Data for review
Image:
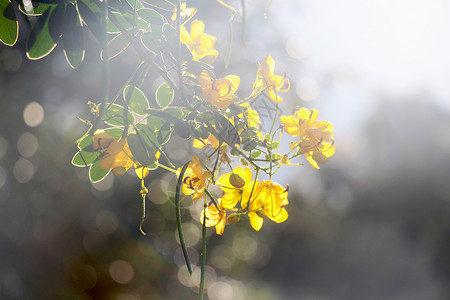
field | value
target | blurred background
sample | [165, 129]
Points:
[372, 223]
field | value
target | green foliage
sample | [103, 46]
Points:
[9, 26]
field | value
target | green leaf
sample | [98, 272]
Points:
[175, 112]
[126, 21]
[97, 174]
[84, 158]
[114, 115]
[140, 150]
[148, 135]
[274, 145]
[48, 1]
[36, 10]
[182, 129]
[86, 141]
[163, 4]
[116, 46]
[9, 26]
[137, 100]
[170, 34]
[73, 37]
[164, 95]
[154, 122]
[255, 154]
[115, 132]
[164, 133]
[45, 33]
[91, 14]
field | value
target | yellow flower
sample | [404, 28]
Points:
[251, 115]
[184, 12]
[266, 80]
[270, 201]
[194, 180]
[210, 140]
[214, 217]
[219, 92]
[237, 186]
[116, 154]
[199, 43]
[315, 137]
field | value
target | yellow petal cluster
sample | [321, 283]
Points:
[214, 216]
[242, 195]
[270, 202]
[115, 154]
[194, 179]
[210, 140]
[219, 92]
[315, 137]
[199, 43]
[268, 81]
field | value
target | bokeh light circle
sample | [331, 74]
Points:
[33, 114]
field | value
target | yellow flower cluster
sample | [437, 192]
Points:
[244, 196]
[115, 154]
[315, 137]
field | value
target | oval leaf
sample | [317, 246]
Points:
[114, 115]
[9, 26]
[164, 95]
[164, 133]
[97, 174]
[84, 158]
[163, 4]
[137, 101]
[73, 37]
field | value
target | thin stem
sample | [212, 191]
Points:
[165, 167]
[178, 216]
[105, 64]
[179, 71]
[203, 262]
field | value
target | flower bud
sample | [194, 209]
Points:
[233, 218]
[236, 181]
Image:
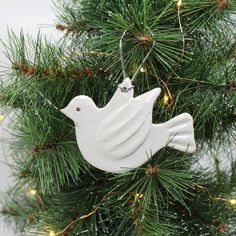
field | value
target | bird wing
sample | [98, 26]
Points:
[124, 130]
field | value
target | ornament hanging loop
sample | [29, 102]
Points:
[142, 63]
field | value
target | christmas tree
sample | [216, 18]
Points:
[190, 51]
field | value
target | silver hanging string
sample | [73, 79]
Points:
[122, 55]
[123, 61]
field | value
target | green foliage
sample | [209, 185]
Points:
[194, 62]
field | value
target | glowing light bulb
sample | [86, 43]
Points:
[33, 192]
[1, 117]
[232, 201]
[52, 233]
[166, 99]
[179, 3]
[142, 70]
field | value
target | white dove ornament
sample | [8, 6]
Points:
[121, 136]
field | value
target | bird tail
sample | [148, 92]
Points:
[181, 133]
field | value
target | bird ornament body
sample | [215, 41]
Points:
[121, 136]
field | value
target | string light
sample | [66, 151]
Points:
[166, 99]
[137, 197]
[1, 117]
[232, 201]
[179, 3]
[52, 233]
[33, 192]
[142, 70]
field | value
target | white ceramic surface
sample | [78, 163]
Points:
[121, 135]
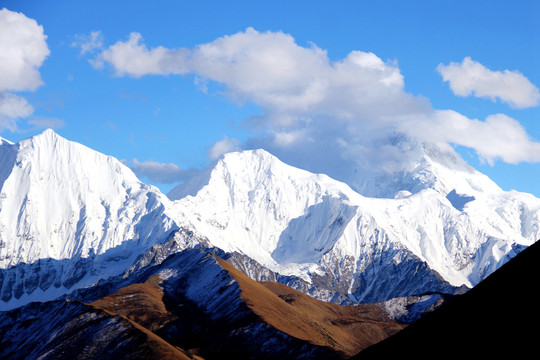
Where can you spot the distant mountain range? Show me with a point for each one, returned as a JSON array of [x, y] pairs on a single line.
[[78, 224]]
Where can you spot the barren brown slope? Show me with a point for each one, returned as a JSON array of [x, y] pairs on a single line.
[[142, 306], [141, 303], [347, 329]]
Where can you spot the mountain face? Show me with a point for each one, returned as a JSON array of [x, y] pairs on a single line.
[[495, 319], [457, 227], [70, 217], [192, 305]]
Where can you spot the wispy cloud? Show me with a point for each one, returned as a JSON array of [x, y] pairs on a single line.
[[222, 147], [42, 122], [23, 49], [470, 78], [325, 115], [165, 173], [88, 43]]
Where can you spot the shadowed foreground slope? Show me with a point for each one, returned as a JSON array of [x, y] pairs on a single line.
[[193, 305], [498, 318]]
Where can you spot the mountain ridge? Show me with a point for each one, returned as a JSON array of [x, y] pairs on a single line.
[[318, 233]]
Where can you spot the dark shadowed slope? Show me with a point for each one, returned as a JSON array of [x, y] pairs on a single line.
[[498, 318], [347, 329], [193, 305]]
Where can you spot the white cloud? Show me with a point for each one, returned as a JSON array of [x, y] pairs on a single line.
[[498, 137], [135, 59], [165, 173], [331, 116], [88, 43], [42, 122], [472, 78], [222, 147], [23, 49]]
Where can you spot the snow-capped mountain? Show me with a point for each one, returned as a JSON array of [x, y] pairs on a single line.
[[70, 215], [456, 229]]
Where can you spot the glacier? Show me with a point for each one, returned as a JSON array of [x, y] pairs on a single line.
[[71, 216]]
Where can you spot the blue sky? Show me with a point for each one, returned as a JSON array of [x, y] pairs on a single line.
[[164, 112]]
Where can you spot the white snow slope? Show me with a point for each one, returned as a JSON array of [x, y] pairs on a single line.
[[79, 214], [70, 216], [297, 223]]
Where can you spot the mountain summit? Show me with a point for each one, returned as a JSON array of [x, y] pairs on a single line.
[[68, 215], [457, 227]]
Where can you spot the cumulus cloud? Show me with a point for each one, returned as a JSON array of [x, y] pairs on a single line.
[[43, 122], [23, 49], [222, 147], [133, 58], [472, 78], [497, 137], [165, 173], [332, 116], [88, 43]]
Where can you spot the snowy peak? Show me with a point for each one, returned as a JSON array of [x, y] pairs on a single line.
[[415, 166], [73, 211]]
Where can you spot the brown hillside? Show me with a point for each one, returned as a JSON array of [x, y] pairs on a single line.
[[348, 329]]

Assignment
When a line in the data contains "hanging", return it as written.

Output of the exercise
target | ornament hanging loop
target | silver hanging string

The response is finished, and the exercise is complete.